▶ **挑战题 1**:
按照给定文本,要禁用 Cookie,应在 settings.py 中写入哪一行设置?
▶ **挑战题 2**:
对照给定文本,判断下面三句话是否相符,每句回答"是"或"否",并引用文本中起决定作用的原话。
(a) RANDOMIZE_DOWNLOAD_DELAY 被设为 True。
(b) 使用 fake-useragent 时,随机取 user-agent 很少出现 timeout 错误。
(c) KaidailiUserAgentMiddleware 继承于 UserAgentMiddleware。

▶ **给定文本**:
--- --- ---

一、反爬取设置
1.降低请求频率
settings.py中设置
DOWNLOAD_DELAY = 3 # 下载延迟时间为3秒
RANDOMIZE_DOWNLOAD_DELAY = True # 设置一个(0.5~1.5) *DOWNLOAD_DELAY之间的随机延迟时间
2.禁用Cookie
settings.py中设置
COOKIES_ENABLED = False
3.伪装成随机浏览器
方法一:调用fake-useragent第三方库
- 优点:方便,调用简单,settints.py里面不用手动添加很多user-agent
- 缺点:受第三方库影响,随机取user-agent的时候经常出现timeout的错误,导致拿不到user-agent
(1)设定浏览器列表
sudo pip install fake-useragent
(2)在中间件UserAgentMiddleware中从浏览器列表中随机获取一个浏览器
middlewares.py中设置
from scrapy.downloadermiddlewares.useragent import UserAgentMiddleware
from fake_useragent import UserAgent
class KaidailiUserAgentMiddleware(UserAgentMiddleware):
# 定义类KaidailiUserAgentMiddleware,用于设置随机user-agent
# 继承于UserAgentMiddleware
def process_request(self, request, spider):
# 处理Request请求函数
ua = UserAgent()
request.headers['User-Agent'] = ua.random
print(request.headers['User-UserAgent'])

--- --- ---

(数据集条目)
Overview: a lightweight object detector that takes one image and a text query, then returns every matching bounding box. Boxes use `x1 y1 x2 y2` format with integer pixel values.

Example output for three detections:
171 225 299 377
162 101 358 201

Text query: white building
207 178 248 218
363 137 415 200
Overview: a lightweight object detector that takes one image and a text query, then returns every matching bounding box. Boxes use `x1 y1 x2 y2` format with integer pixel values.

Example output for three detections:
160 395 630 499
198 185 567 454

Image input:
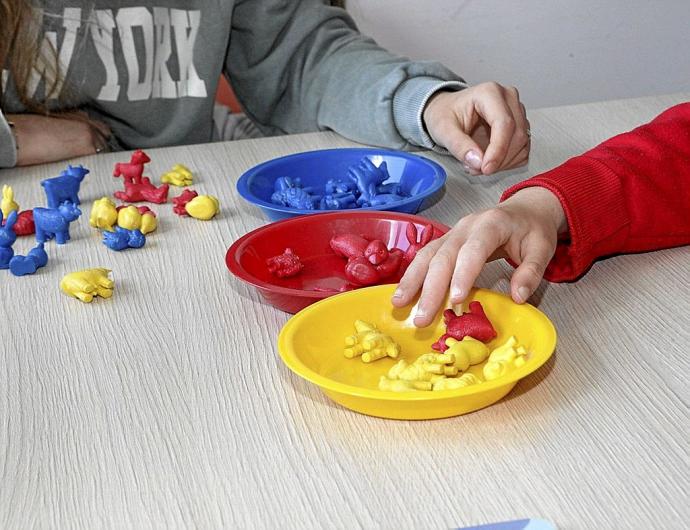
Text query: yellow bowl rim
278 284 558 401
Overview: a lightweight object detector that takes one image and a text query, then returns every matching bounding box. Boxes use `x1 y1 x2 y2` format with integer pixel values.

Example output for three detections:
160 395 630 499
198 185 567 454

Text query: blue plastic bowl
237 148 446 221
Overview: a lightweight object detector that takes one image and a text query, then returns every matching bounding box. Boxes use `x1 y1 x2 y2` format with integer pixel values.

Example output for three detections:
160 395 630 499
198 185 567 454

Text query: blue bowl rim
237 147 447 215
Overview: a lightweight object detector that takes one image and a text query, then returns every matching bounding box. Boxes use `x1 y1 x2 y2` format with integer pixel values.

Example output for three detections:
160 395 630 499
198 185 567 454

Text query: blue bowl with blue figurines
237 148 446 221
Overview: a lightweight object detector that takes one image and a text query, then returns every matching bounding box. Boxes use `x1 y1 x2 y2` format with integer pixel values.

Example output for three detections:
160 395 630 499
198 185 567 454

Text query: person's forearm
6 114 101 166
502 103 690 281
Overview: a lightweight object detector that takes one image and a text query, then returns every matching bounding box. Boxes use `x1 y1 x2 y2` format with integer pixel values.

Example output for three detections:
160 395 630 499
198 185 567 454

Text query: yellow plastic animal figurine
344 320 400 363
0 184 19 219
60 268 115 303
185 195 220 221
89 197 118 232
161 164 194 188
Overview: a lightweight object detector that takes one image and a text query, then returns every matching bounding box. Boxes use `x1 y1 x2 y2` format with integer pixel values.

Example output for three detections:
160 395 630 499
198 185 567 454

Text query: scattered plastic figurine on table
161 164 194 188
0 184 35 236
113 149 169 204
117 204 158 234
103 226 146 251
89 197 158 234
89 197 117 232
343 320 400 363
0 184 19 219
184 195 220 221
9 243 48 276
0 210 17 269
271 158 407 210
41 165 89 208
60 268 115 303
266 248 304 278
34 202 81 245
173 188 199 216
431 301 496 351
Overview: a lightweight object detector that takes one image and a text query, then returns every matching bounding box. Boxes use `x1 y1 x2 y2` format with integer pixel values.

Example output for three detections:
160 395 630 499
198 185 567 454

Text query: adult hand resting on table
424 83 530 175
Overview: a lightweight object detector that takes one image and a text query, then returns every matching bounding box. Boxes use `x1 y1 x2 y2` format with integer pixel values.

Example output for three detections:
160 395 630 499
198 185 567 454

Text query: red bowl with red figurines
225 211 449 313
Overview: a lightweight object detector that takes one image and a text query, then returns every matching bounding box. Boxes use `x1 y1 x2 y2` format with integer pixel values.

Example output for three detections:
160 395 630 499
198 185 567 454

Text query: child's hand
424 83 530 175
392 187 567 327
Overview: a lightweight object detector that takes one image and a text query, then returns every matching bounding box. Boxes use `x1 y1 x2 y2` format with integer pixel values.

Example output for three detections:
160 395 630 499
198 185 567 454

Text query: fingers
450 216 509 304
510 234 556 304
474 83 515 174
391 236 447 307
474 83 529 174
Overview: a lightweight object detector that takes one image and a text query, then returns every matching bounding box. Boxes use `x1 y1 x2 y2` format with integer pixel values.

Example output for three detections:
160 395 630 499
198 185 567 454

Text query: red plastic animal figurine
431 301 496 352
2 210 36 236
173 188 199 216
113 149 169 204
266 248 304 278
405 223 434 268
330 234 403 285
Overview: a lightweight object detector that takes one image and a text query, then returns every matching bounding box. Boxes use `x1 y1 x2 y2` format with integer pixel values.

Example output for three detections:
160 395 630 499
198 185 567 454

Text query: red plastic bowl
225 211 449 313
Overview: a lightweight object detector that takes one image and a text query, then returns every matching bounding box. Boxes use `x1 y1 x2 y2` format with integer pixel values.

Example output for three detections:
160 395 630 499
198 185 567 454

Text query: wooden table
0 94 690 529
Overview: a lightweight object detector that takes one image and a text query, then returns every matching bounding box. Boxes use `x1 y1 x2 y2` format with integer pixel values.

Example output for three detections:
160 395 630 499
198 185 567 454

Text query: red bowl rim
225 210 450 300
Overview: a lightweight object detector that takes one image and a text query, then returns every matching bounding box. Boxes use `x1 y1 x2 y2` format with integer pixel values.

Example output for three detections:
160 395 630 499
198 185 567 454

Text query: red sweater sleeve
501 103 690 282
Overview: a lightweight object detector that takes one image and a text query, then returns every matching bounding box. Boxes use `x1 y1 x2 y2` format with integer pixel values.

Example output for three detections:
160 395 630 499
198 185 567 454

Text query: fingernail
518 286 529 304
465 150 482 170
450 288 465 304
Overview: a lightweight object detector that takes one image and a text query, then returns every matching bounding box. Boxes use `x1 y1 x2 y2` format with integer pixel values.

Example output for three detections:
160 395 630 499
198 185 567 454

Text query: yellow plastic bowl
278 285 556 420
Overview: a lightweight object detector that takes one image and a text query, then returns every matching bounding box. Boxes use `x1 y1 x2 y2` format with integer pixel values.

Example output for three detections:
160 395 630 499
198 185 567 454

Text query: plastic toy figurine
14 210 36 236
103 226 146 251
319 192 357 210
343 320 400 363
445 335 489 372
10 243 48 276
184 195 220 221
34 202 81 245
0 184 19 219
161 164 194 188
330 234 403 285
431 301 496 351
173 188 199 216
117 204 158 235
89 197 117 232
0 210 17 269
403 222 434 266
60 268 115 303
266 248 304 278
113 149 169 204
41 165 89 208
325 178 357 195
271 182 321 206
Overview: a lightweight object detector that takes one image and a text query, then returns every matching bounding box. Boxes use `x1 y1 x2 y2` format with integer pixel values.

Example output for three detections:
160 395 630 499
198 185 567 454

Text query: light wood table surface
0 94 690 529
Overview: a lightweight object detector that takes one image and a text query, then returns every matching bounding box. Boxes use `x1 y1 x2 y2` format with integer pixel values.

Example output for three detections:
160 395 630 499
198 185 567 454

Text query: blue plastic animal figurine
103 226 146 251
34 202 81 245
319 192 357 210
41 165 89 208
0 210 17 269
10 243 48 276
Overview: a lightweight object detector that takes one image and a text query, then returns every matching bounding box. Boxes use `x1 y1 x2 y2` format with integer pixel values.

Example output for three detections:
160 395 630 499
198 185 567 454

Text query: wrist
502 186 568 236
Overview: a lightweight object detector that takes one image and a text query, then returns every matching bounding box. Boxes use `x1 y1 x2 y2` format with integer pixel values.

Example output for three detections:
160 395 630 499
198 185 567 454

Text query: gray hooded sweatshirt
0 0 466 167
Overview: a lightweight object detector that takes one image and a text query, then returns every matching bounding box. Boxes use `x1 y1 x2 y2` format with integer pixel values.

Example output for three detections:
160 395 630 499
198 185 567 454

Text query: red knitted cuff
501 155 630 282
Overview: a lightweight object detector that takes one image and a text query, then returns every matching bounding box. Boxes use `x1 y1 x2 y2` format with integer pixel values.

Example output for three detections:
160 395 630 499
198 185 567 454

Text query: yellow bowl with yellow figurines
278 285 556 420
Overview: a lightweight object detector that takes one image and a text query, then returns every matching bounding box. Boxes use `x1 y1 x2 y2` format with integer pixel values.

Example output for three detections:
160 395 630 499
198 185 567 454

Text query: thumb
446 125 484 172
510 237 555 304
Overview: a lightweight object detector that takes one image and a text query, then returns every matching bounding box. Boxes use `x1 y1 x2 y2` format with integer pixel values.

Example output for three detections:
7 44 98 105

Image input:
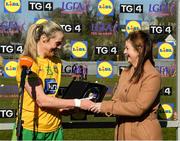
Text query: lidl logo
158 42 174 59
126 20 141 35
4 0 21 13
71 41 88 58
158 104 174 120
4 61 17 77
34 18 48 24
97 0 114 16
96 61 113 78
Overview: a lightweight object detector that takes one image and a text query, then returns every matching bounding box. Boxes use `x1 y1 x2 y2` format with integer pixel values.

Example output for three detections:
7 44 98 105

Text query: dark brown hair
126 30 154 83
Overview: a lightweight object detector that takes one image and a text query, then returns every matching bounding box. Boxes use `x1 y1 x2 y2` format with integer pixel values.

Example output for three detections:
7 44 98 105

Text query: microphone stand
16 66 29 141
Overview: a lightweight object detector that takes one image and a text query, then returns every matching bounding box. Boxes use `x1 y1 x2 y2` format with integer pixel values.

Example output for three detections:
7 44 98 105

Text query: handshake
59 97 101 115
74 97 101 113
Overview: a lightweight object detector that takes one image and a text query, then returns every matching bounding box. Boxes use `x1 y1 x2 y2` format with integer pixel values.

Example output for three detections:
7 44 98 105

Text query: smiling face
38 31 64 58
124 40 139 67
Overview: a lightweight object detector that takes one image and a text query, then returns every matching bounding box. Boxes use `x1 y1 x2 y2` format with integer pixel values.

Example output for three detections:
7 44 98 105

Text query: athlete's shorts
12 124 64 141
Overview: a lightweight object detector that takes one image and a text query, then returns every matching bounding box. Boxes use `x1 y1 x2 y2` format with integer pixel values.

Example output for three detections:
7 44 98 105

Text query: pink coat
101 60 162 140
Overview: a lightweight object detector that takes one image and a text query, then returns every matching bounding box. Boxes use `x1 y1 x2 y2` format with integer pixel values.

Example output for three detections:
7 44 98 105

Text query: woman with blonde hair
16 21 92 140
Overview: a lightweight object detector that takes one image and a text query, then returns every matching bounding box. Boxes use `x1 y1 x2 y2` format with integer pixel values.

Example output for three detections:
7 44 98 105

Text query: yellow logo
126 21 141 34
158 104 173 119
159 43 174 58
97 62 113 77
36 19 48 24
98 0 113 15
4 0 21 13
71 41 87 58
4 61 17 77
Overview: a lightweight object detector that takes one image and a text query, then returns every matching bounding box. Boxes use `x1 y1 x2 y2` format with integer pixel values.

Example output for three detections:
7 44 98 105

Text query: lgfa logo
126 20 141 34
71 41 88 58
4 61 17 77
158 42 174 59
98 0 114 16
96 61 113 78
4 0 21 13
158 104 174 120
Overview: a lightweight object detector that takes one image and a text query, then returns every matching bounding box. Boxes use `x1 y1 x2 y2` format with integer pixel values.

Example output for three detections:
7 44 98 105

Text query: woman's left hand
89 103 101 113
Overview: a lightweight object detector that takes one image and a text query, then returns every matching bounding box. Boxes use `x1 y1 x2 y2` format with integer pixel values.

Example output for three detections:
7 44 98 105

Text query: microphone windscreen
19 56 33 68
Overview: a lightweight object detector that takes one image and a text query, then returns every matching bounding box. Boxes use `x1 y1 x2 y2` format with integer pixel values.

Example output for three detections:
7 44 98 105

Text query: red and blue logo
97 0 114 16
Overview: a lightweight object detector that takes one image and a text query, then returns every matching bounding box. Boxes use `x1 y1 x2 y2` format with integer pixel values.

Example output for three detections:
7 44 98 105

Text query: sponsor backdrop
0 0 177 119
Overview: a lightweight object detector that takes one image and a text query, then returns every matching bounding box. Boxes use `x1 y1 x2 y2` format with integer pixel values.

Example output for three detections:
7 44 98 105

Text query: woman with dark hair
82 31 162 140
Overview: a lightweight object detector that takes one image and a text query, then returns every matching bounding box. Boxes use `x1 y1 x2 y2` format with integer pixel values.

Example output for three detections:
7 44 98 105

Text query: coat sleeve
101 73 161 116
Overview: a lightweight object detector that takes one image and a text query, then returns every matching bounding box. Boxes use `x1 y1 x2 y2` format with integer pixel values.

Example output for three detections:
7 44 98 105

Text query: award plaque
62 81 108 102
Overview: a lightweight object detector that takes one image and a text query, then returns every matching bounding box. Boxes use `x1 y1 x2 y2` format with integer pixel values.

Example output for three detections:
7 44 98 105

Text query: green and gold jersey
16 57 61 132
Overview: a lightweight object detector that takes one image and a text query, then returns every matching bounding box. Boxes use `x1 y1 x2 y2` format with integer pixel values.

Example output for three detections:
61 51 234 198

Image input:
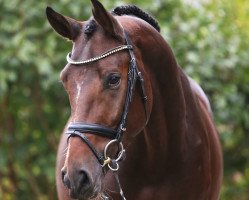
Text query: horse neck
130 31 189 171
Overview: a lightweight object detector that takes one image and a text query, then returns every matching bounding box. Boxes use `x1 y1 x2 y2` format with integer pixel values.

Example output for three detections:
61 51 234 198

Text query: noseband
66 32 147 199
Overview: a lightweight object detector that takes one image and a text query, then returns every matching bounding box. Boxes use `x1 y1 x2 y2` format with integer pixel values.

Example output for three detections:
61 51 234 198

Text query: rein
65 32 147 200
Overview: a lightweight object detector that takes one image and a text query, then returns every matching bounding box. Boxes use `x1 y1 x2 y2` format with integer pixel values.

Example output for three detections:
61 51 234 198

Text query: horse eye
108 74 120 88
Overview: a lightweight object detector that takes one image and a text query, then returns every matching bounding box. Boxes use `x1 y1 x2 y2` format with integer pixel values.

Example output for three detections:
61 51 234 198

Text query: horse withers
46 0 223 200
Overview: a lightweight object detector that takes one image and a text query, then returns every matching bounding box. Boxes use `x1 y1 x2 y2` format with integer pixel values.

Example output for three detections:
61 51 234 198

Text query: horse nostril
61 170 71 189
78 170 90 187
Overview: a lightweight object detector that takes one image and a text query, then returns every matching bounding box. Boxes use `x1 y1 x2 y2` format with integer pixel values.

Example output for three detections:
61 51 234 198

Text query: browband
66 122 117 139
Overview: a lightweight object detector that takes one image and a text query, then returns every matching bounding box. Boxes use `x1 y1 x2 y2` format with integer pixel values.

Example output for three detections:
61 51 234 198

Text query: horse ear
46 7 81 40
91 0 123 40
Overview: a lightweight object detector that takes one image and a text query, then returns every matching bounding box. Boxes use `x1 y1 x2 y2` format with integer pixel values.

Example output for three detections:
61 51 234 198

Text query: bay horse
46 0 223 200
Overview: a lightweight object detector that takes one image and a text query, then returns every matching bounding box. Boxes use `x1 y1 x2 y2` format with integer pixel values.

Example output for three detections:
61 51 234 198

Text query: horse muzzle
61 168 101 200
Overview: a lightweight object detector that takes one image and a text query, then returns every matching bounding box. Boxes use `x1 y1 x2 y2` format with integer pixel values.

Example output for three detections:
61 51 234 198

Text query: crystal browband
67 45 132 65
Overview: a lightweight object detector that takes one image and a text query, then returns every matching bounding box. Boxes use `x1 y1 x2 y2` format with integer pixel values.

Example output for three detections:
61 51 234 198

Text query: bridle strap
65 32 147 166
66 123 117 139
66 131 105 166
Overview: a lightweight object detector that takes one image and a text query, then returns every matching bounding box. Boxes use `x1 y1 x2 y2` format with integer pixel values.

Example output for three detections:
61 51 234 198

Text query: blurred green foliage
0 0 249 200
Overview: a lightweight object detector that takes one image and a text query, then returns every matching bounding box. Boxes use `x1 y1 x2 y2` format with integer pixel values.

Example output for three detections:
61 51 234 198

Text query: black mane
112 5 160 32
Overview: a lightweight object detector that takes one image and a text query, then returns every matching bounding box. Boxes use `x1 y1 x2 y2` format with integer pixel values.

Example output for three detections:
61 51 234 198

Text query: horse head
46 0 152 199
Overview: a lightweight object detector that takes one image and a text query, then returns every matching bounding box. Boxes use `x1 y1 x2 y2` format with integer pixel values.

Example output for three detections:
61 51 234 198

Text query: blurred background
0 0 249 200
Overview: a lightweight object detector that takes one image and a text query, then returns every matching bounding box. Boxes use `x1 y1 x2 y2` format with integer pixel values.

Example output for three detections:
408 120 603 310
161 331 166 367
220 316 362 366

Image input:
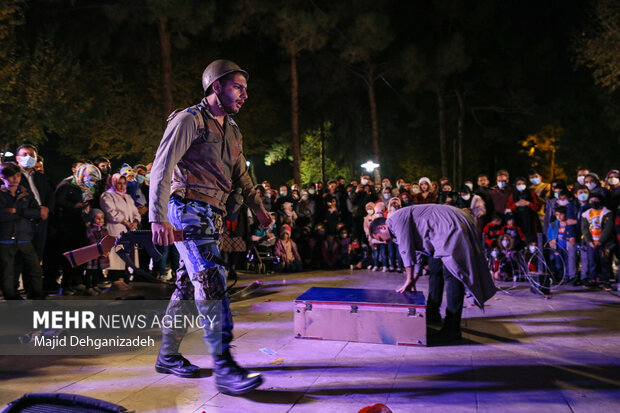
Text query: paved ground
0 270 620 413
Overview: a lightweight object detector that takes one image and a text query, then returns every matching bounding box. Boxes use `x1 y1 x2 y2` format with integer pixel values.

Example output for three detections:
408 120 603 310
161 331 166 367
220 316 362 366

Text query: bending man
370 204 496 341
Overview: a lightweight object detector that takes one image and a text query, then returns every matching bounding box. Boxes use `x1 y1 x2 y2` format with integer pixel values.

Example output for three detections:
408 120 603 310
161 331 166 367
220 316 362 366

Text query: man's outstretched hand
151 222 174 246
396 280 418 294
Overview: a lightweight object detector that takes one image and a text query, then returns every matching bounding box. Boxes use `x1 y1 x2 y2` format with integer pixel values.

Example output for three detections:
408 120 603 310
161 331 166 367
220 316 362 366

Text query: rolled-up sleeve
149 112 198 222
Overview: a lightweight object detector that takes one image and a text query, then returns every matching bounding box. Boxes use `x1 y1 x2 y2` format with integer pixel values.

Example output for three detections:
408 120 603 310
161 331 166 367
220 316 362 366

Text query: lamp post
360 160 380 183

--- --- ---

▶ **练习作答 1**:
COOKIES_ENABLED = False

▶ **练习作答 2**:
(a) 是。"RANDOMIZE_DOWNLOAD_DELAY = True"
(b) 否。"随机取user-agent的时候经常出现timeout的错误"
(c) 是。"# 继承于UserAgentMiddleware"